*** Excerpt to read
Canadian mobile and internet giant Rogers says it will give credits to millions of its customers after a nationwide outage last week.
In a statement posted late on Tuesday, the firm said users will receive “the equivalent of five days service”.
The outage – which lasted for more than 15 hours – also affected transport, banking and emergency services. Regulators have ordered the company to provide an account of “why” and “how” the disruption happened.
Rogers is one of Canada’s largest telecoms companies with more than 11m subscribers, reports BBC.
The firm said it has been “listening to our customers from across the country who have told us how significant the impacts of the outage were for them”.
It said in a tweet that it would credit customers with five days’ worth of service, instead of the two days it had previously offered.
“The national outage of telecom services that millions of Canadians experienced in the last few days is unacceptable. Full stop,” Canada’s industry minister Francois-Philippe Champagne said in a tweet on Monday.
He said he had gathered the leaders of major telecoms companies “to demand they take immediate action to improve the resiliency and reliability of our networks”.
******
*** Study material
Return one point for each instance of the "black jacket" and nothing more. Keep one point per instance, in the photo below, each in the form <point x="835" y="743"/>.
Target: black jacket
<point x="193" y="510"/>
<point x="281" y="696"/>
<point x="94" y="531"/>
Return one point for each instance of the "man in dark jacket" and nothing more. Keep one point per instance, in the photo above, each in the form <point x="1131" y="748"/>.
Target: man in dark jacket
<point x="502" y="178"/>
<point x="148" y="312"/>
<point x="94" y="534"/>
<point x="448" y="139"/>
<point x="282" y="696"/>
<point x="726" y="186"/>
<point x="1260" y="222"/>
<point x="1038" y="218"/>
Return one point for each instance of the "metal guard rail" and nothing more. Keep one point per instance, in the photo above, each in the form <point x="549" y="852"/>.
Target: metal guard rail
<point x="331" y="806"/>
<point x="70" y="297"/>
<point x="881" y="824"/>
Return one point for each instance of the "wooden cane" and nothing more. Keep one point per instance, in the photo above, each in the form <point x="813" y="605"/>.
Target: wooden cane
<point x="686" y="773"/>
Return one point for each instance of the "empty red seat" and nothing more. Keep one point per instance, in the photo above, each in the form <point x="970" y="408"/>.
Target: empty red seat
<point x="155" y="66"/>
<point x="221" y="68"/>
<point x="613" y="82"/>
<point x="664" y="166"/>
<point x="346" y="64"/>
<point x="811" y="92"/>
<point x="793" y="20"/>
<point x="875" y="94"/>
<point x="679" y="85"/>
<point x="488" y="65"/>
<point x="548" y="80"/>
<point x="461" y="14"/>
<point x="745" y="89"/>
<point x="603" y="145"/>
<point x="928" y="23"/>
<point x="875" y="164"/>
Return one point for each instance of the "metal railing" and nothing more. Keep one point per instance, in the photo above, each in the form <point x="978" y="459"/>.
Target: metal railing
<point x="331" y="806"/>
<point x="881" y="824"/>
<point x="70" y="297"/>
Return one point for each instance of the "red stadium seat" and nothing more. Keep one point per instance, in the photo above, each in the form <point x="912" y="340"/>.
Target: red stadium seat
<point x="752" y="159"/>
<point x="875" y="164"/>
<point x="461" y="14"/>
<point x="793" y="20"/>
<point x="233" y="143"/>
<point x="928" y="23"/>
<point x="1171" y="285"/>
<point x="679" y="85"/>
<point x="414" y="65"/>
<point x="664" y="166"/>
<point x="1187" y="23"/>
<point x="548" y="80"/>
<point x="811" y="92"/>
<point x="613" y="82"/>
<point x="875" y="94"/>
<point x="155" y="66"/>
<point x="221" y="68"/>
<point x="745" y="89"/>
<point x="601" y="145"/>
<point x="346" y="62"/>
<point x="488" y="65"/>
******
## Exercises to complete:
(a) In the article on the Rogers outage, how long did the outage last?
(b) Update the article on the Rogers outage from "Rogers is one" to "had previously offered.", putting "customers" in place of "subscribers".
(c) Shorten the paragraph of the article on the Rogers outage that begins "The outage – which lasted" into a single sentence that keeps its main facts.
The records come from a separate source, not from the article on the Rogers outage.

## Answers given:
(a) More than 15 hours.

(b)
Rogers is one of Canada’s largest telecoms companies with more than 11m customers, reports BBC.
The firm said it has been “listening to our customers from across the country who have told us how significant the impacts of the outage were for them”.
It said in a tweet that it would credit customers with five days’ worth of service, instead of the two days it had previously offered.

(c) The outage lasted more than 15 hours and also hit transport, banking and emergency services, and regulators have ordered the company to explain why and how it happened.